Renvoie toutes les lignes des enregistrements ci-dessous qui contiennent le mot "shirt".

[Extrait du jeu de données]
----

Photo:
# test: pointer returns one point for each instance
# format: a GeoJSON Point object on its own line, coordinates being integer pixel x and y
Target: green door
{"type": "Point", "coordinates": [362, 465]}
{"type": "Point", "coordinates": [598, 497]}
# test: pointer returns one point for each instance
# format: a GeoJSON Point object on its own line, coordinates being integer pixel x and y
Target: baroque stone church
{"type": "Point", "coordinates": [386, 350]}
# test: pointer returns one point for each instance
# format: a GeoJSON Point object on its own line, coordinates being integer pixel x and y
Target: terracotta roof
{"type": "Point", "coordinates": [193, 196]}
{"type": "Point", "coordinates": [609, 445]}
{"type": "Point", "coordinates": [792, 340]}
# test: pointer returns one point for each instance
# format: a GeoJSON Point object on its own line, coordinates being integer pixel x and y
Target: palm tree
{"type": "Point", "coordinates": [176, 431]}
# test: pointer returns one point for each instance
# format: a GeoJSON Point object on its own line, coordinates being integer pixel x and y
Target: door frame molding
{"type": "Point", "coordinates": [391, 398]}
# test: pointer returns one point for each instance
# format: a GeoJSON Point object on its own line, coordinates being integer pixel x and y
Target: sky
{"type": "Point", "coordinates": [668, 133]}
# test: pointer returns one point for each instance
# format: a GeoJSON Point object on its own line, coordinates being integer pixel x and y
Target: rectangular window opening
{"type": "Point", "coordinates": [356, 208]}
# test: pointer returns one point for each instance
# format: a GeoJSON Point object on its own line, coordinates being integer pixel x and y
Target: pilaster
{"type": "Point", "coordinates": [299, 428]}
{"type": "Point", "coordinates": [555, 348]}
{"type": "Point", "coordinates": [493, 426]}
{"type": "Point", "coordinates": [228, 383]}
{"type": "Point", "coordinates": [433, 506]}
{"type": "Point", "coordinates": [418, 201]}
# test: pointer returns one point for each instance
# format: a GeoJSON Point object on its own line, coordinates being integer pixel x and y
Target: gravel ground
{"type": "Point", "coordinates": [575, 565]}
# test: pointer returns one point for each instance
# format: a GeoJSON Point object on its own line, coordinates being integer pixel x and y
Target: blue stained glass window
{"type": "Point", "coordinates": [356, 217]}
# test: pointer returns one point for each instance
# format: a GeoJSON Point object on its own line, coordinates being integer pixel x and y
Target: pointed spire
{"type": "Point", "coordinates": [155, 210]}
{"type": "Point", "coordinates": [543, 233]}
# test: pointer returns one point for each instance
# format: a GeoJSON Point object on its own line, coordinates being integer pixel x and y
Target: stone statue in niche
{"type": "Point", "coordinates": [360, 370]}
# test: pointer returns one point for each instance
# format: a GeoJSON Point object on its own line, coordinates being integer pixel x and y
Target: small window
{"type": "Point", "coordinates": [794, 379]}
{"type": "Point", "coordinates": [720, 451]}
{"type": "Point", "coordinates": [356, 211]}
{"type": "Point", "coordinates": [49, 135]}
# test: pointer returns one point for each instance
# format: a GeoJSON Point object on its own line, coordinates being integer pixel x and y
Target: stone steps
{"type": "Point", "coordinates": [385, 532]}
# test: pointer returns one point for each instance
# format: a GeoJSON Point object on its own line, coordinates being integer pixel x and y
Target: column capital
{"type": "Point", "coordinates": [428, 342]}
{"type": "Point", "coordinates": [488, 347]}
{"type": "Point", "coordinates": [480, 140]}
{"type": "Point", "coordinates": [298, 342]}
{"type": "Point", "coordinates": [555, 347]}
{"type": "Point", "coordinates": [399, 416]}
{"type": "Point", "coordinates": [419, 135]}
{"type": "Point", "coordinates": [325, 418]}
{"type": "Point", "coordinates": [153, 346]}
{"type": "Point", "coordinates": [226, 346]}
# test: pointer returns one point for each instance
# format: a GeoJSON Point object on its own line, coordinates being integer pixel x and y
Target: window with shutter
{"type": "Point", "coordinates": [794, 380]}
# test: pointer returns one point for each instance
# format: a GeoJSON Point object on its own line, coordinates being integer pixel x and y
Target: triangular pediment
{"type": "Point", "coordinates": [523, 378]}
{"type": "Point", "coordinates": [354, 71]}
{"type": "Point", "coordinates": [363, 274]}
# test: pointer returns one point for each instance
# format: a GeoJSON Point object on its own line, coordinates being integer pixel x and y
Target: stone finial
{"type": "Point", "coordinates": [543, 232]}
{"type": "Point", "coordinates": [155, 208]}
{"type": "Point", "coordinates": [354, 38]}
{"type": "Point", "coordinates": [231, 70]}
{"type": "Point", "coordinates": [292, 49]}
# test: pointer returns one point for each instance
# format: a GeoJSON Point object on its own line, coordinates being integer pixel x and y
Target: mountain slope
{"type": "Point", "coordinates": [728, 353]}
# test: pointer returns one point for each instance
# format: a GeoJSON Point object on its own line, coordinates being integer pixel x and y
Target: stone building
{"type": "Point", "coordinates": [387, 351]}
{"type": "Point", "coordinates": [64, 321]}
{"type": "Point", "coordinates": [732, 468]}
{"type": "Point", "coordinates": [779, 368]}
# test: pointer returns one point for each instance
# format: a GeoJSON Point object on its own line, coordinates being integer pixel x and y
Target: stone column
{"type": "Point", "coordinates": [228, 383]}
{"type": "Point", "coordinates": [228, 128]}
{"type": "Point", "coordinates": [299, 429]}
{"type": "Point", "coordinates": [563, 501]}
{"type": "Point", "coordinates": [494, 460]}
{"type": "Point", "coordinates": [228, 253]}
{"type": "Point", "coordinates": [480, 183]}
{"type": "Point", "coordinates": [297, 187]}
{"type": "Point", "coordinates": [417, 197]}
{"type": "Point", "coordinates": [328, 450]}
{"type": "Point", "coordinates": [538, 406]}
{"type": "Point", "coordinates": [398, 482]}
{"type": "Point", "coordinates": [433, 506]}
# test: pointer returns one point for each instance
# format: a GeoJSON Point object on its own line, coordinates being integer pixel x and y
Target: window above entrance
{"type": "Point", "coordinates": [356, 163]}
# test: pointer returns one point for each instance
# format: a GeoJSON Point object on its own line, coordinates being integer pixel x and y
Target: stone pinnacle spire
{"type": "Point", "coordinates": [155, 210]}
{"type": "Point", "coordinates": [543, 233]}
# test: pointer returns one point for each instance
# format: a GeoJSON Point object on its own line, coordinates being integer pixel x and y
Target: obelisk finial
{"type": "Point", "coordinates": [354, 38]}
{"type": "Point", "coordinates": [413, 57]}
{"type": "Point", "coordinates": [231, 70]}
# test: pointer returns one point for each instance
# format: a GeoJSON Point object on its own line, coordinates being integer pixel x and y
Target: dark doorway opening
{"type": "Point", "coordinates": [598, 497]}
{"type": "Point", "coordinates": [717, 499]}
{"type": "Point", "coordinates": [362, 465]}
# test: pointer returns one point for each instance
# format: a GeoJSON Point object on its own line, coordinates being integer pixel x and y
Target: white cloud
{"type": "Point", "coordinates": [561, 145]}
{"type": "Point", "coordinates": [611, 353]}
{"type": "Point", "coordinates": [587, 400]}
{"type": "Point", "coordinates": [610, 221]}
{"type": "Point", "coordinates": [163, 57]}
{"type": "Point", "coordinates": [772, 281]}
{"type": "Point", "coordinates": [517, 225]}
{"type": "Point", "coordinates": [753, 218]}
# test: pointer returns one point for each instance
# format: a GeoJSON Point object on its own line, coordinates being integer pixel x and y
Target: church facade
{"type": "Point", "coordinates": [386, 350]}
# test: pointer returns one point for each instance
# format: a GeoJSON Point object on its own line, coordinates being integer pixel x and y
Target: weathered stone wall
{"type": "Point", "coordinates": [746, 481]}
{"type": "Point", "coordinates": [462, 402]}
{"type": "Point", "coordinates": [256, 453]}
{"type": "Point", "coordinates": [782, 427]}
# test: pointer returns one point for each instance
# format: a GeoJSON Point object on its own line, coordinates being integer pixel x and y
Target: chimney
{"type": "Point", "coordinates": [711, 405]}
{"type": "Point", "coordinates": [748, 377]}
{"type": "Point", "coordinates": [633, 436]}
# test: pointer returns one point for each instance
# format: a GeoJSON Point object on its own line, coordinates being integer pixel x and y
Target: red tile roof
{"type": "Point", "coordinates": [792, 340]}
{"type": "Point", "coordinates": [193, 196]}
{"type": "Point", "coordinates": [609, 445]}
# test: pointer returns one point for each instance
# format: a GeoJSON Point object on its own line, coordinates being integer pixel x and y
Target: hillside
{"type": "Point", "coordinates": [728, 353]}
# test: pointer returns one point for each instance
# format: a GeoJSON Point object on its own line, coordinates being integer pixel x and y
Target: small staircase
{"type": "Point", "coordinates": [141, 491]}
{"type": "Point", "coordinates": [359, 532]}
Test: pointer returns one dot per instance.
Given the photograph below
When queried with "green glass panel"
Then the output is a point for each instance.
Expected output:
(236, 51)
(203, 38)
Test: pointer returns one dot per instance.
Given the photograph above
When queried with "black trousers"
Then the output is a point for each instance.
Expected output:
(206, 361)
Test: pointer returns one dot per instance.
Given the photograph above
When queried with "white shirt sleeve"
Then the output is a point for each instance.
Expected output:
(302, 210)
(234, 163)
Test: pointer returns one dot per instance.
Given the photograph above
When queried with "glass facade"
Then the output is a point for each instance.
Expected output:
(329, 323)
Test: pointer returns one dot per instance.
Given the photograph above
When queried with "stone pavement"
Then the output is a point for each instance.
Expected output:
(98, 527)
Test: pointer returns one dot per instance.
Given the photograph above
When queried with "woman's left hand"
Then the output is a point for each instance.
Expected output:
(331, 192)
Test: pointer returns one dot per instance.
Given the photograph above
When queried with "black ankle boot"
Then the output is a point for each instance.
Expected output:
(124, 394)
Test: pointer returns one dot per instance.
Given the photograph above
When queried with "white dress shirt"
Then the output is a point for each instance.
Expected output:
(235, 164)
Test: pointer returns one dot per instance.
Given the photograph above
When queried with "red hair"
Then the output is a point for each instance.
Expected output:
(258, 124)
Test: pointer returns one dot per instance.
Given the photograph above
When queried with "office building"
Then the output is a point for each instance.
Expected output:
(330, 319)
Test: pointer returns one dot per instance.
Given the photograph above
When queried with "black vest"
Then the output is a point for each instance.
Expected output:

----

Réponse complète
When queried with "white shirt sleeve"
When queried with "white dress shirt"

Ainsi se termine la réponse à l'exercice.